+++ EXTRACTED DATA +++
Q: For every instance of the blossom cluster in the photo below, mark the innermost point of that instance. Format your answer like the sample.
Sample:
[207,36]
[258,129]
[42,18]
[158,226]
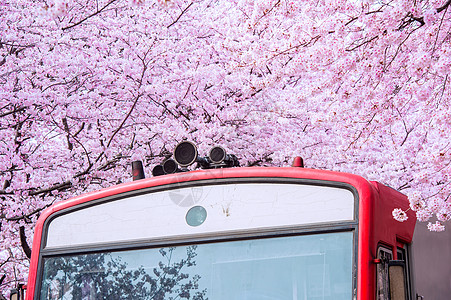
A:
[87,86]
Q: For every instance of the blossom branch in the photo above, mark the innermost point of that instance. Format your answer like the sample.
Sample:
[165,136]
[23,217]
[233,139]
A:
[90,16]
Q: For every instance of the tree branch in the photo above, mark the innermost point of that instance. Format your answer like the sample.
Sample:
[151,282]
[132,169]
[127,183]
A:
[23,242]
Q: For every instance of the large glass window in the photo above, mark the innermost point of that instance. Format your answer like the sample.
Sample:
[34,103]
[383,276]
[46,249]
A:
[315,266]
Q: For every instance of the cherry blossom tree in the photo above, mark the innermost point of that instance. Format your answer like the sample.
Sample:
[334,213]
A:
[87,86]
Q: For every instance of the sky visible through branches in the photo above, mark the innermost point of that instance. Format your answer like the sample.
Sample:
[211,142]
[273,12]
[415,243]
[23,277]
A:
[87,86]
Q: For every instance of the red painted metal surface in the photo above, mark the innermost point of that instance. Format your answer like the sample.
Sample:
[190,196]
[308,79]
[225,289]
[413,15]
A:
[376,202]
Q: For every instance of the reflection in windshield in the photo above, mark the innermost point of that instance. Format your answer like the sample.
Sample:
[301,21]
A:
[300,267]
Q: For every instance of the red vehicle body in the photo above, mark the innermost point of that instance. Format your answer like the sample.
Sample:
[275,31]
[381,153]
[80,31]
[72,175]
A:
[372,228]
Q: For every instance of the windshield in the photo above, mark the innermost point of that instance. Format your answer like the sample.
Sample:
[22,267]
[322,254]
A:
[315,266]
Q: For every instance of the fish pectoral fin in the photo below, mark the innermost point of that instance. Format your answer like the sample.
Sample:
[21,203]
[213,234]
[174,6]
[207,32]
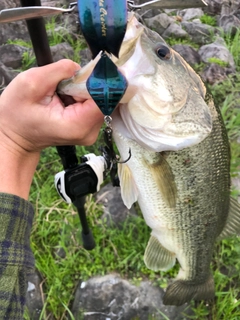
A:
[182,291]
[162,173]
[232,226]
[156,257]
[129,190]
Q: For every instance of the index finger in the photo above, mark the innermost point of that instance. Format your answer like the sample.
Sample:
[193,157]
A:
[42,81]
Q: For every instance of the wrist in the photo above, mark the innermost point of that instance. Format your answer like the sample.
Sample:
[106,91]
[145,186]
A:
[17,167]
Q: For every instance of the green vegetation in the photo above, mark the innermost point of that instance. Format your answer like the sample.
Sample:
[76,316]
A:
[56,239]
[218,61]
[210,20]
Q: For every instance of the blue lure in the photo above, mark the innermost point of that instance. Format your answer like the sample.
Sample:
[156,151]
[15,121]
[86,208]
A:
[103,24]
[106,85]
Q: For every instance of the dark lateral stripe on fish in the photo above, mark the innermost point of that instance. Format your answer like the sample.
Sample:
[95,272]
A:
[181,291]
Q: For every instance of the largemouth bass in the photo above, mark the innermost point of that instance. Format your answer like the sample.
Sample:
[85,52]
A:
[179,168]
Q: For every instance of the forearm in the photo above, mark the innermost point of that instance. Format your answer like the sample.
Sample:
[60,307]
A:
[17,168]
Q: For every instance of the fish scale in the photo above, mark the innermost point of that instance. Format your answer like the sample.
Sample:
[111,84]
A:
[179,166]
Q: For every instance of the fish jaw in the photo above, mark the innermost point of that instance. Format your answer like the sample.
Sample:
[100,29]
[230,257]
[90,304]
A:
[76,85]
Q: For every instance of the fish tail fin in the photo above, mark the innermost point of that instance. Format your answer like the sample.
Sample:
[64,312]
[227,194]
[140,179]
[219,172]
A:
[156,257]
[182,291]
[232,226]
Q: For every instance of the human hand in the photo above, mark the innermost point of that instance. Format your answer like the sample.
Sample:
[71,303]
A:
[33,117]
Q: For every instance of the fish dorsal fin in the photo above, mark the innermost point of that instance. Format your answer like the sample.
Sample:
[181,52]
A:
[162,173]
[156,257]
[129,190]
[232,226]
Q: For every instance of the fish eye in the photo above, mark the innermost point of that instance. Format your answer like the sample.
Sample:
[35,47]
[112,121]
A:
[163,52]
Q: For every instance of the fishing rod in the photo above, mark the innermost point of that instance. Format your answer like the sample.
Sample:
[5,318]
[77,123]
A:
[104,29]
[103,25]
[38,35]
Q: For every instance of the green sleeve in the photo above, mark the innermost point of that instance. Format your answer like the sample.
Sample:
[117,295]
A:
[16,258]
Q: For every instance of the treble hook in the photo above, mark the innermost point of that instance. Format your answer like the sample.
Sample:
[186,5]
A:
[129,157]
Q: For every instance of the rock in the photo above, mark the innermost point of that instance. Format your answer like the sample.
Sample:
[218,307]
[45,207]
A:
[85,56]
[188,53]
[114,209]
[62,51]
[34,297]
[111,297]
[213,7]
[229,23]
[218,50]
[4,4]
[199,33]
[213,73]
[12,55]
[175,31]
[190,14]
[159,23]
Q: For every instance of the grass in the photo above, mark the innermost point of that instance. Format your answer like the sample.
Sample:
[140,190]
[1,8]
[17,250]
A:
[56,237]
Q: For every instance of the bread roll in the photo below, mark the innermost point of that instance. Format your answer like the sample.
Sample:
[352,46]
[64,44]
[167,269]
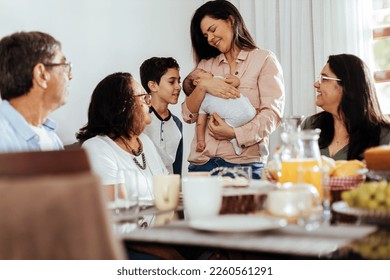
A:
[378,158]
[347,168]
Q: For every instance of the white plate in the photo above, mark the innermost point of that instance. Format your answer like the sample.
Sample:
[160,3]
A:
[343,208]
[143,203]
[237,223]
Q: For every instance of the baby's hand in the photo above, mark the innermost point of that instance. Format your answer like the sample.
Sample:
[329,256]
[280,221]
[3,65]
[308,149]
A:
[200,146]
[232,80]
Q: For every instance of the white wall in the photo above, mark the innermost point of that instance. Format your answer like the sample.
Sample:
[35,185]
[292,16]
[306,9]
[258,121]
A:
[104,36]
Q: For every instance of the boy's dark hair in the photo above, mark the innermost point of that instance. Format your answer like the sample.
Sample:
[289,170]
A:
[154,68]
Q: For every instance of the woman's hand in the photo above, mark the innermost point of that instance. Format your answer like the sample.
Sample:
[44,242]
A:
[219,88]
[219,129]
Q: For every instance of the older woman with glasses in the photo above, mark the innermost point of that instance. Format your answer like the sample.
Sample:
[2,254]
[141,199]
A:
[113,137]
[352,120]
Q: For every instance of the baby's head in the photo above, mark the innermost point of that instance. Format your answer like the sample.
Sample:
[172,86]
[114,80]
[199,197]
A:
[191,80]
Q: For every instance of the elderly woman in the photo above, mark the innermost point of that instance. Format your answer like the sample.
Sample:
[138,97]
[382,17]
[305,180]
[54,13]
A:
[352,120]
[118,114]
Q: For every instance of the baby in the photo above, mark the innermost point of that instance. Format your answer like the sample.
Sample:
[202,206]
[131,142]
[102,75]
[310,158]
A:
[236,112]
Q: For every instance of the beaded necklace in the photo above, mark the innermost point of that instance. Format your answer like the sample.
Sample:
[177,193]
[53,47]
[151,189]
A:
[136,153]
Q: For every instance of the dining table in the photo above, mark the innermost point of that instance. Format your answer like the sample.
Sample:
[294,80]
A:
[341,236]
+++
» EXERCISE BRIEF
With the pictures dropped, write out all of the entries word for word.

» SOLUTION FOR THIS TASK
Q: For every instance of the blossom cluster in the photo below, mark the innermost point of that instance. Format your answer like the sample.
Sample:
[207,36]
[258,129]
[42,18]
[158,226]
A:
[87,86]
Q: For every instance of the blossom branch in the photo above, mark the innermost point of that instance. Format your answer like the sample.
Sample:
[165,136]
[23,217]
[233,139]
A:
[90,16]
Q: For every instance of the tree branch in the photo above, mark the innermost point of that instance. Format your answer like the sample.
Sample:
[151,282]
[132,169]
[127,183]
A:
[23,242]
Q: For every instance of the large glass window in the photo above, mark the innermost point of that instance. Format your answer like the sample.
Sample:
[34,103]
[383,276]
[46,249]
A:
[315,266]
Q: For every instance of the cherry blossom tree in the photo above, mark the innermost point of that instance. Format your answer like the sample.
Sample:
[334,213]
A:
[87,86]
Q: For every instance of the sky visible through branches in the photo above, mark the innermost point of that instance. Format your answer like the sample.
Sample:
[211,142]
[273,12]
[415,243]
[23,277]
A:
[87,86]
Q: For every instance of the red painted metal surface in the photo above, mark the innermost point of that instance. Format your answer like the sample.
Sample:
[190,196]
[308,79]
[225,289]
[413,15]
A:
[376,202]
Q: For every instance of the reflection in windshield in the photo above, mark the innermost point of that instance. Format your answer like the sample.
Sample:
[301,21]
A:
[300,267]
Q: For every instance of the red vehicle body in the photo above, mark the innermost point of that instance. Format your answer like the sample.
Sample:
[275,31]
[381,153]
[80,31]
[72,175]
A:
[372,228]
Q: For every instance of the windshield in the photo above, mark the innermost point of that instance. Format your answer like the sample.
Sample:
[22,267]
[322,254]
A:
[315,266]
Q: For every instance of the fish pectoral fin in the photo below, mark the innermost point of that instance. Format your answer like the sample.
Sample:
[21,203]
[213,234]
[174,6]
[207,32]
A:
[182,291]
[162,173]
[232,226]
[156,257]
[129,190]
Q: For every instance of the index finger in the photo above, mark the innermost point of that instance. Format your answer like the sample.
Sample:
[193,157]
A:
[42,81]
Q: For every instance of the wrist in the photo above, mark the innermost point of that instance. Format your answer like the sample.
Sample:
[106,91]
[145,186]
A:
[17,167]
Q: For every instance of the green vegetation in the photo above, mark the innermost point of that instance. Format your answer like the sample.
Sample:
[76,316]
A:
[56,239]
[218,61]
[210,20]
Q: For every instance of the blue lure in the photo above, mark the innermost point of that instance. Format your answer like the sample.
Sample:
[156,151]
[15,121]
[86,208]
A:
[103,24]
[106,85]
Q: For every instance of the dark lateral stripe on fish in the photo above, mark the innermost point of that instance. Format your answer like the sample.
Sample:
[95,272]
A:
[181,291]
Q: For every instance of the largemouth bass in the photo above, mark the innermost point of that instance. Format your answer like the sample.
Sample:
[85,52]
A:
[179,168]
Q: For every instance of the forearm in the photo above, mark the innermost point of that instance. Format your answer like the sample.
Sample:
[60,307]
A:
[17,168]
Q: For every instance of the fish scale in the photo above, mark the innermost point of that instance. Format your answer like the sample.
Sample:
[111,84]
A:
[179,166]
Q: For every instance of the fish jaw in the photo above, mark the innermost point of that instance. Format your answer like the sample.
Sample:
[100,29]
[230,257]
[90,304]
A:
[76,85]
Q: For every instance of the fish tail fin in the photo above, mark the innermost point of that instance. Format your answer like the sample.
Sample:
[64,312]
[227,194]
[140,179]
[219,172]
A:
[156,257]
[182,291]
[232,226]
Q: For every instance of the human hand in the photo above, mark the innermost point of that instance. Format your answer like the sample.
Sample:
[71,303]
A:
[33,117]
Q: For every instance of the fish dorsal fin in the photo above, mark the innermost point of that instance. Format your answer like the sample.
Sample:
[181,52]
A:
[162,173]
[156,257]
[129,190]
[232,226]
Q: For every instance of the fish eye in the photo above, mark the innermost point of that instance. Format your answer like the sample.
Sample:
[35,47]
[112,121]
A:
[163,52]
Q: For every instance of the fishing rod in the photo above, mark the innermost point of that instance. Format your answer like the sample.
Sample:
[5,318]
[77,123]
A:
[104,29]
[103,25]
[38,35]
Q: For every instance of the green sleeve in the photo above, mark the innermost point of that instance. Format your answer like the sample.
Sample:
[117,295]
A:
[16,258]
Q: For every instance of the treble hook in the photo above, mark the innermost point of that instance. Format your answer like the sample.
Sample:
[186,5]
A:
[129,157]
Q: For every instance of the rock in the photo above, mark the innermost point of that instance. Format your answer like the sample.
Sample:
[218,307]
[45,207]
A:
[85,56]
[188,53]
[114,209]
[62,51]
[34,297]
[111,297]
[213,7]
[229,23]
[218,50]
[4,4]
[199,33]
[213,73]
[12,55]
[175,31]
[190,14]
[159,23]
Q: For every instance of the grass in the photo above, mark the innermost point of that instance. Format your answer like the sample.
Sample:
[140,190]
[1,8]
[17,250]
A:
[56,237]
Q: For every instance of the bread roll in the photo below, mark the innermost point of that instance. Format your answer like the sample.
Sample:
[352,46]
[64,44]
[167,269]
A:
[378,158]
[347,168]
Q: For every instance of the white plate in the photo above, mark the innermost point of that instance. Format your answer like the sample.
Sample:
[160,3]
A:
[343,208]
[143,203]
[237,223]
Q: For every instance of the baby's hand in the photo above, mark the innermost point of that instance. Format your answer like the sample.
Sample:
[329,256]
[280,221]
[3,65]
[308,149]
A:
[200,146]
[232,80]
Q: For every instance of the white wall in the photo above, mark the innermost point of that instance. Format your answer like the sample.
Sample:
[35,185]
[292,16]
[306,9]
[258,121]
A:
[104,36]
Q: For every instance of the boy's dark hair in the photo above, mark the innermost point of that instance. Format your answer like the sample.
Sample:
[289,170]
A:
[154,68]
Q: For every instance of the woman's hand in the photo above, mark the innermost point of that instance. Format your answer like the sample.
Sample:
[44,242]
A:
[219,88]
[219,129]
Q: For every instance of the older woman with glasses in the photo above, mark the innermost point of that instance. Format your answer like the sample.
Sample:
[2,254]
[141,199]
A:
[113,137]
[352,120]
Q: For every instance of the baby's head in the photo above, mark the innermost point of that instance. Format your answer like the sample.
Sample:
[172,86]
[114,80]
[199,197]
A:
[191,80]
Q: For every instance of the elderly woman in the photo above, mark the innermost point of that instance. Format your answer like the sample.
Sample:
[138,97]
[382,17]
[305,180]
[54,13]
A:
[352,120]
[118,114]
Q: For every instance of the baby in the photo above, mark the innermost point of that instance. Format your answer like the sample.
Sample:
[202,206]
[131,142]
[102,75]
[310,158]
A:
[236,112]
Q: For every instance of the beaded necklace in the photo above, mark the innermost point of that instance. Format your answer like the sample.
Sample:
[177,193]
[53,47]
[151,189]
A:
[136,153]
Q: For every instance of the dining table in the photo above, mark the innermost point of that instance. Format your answer like the sample.
Sample:
[294,80]
A:
[341,236]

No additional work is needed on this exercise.